__TASK BRIEF__.
Count the lines below that contain the string "query". Reply with the number alone.

>> begin EXCERPTED DATA

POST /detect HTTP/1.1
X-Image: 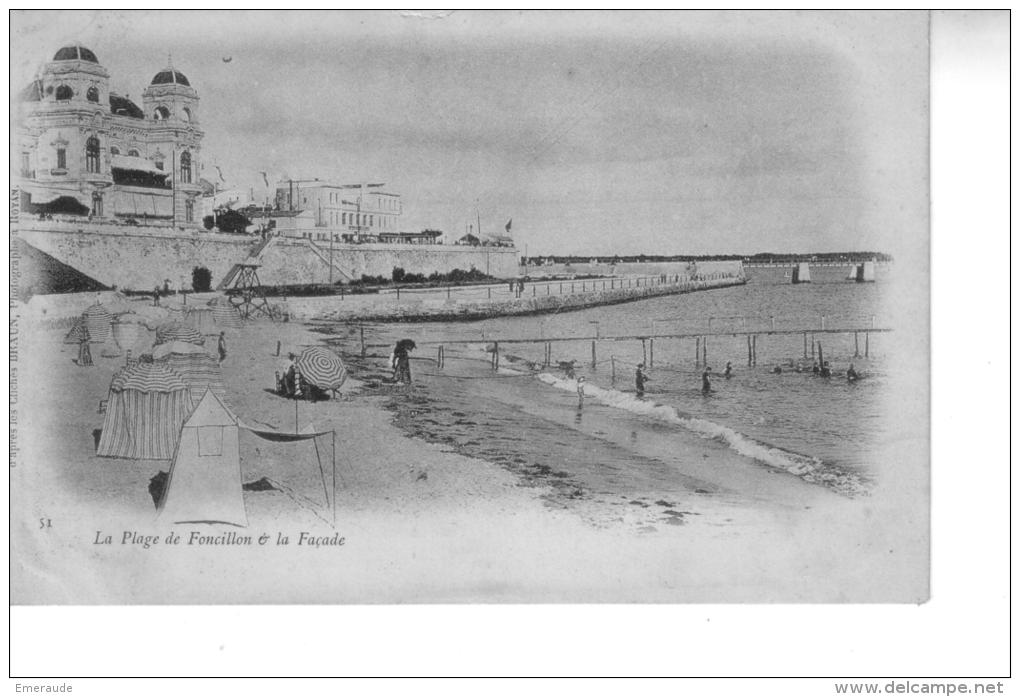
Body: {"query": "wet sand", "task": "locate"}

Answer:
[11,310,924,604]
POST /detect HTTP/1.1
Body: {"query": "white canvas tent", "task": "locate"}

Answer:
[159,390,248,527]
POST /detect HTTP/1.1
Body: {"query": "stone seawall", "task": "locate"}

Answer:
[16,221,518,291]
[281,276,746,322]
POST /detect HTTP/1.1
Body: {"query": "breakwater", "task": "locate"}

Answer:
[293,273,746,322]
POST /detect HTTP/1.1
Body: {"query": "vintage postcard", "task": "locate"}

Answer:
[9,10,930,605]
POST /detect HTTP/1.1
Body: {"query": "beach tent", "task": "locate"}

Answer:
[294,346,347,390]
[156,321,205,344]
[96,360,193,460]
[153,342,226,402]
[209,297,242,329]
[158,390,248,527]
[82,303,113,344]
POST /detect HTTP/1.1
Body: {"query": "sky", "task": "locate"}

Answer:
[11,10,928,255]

>> end EXCERPTED DATA
>> begin EXCERPTED DATA

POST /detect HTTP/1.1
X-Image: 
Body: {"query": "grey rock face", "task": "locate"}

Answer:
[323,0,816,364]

>> end EXCERPTED DATA
>> begin EXCERPTED DATA

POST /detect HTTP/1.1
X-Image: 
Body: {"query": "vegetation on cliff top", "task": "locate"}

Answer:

>> end EXCERPTED DATA

__OUTPUT OF THE TASK__.
9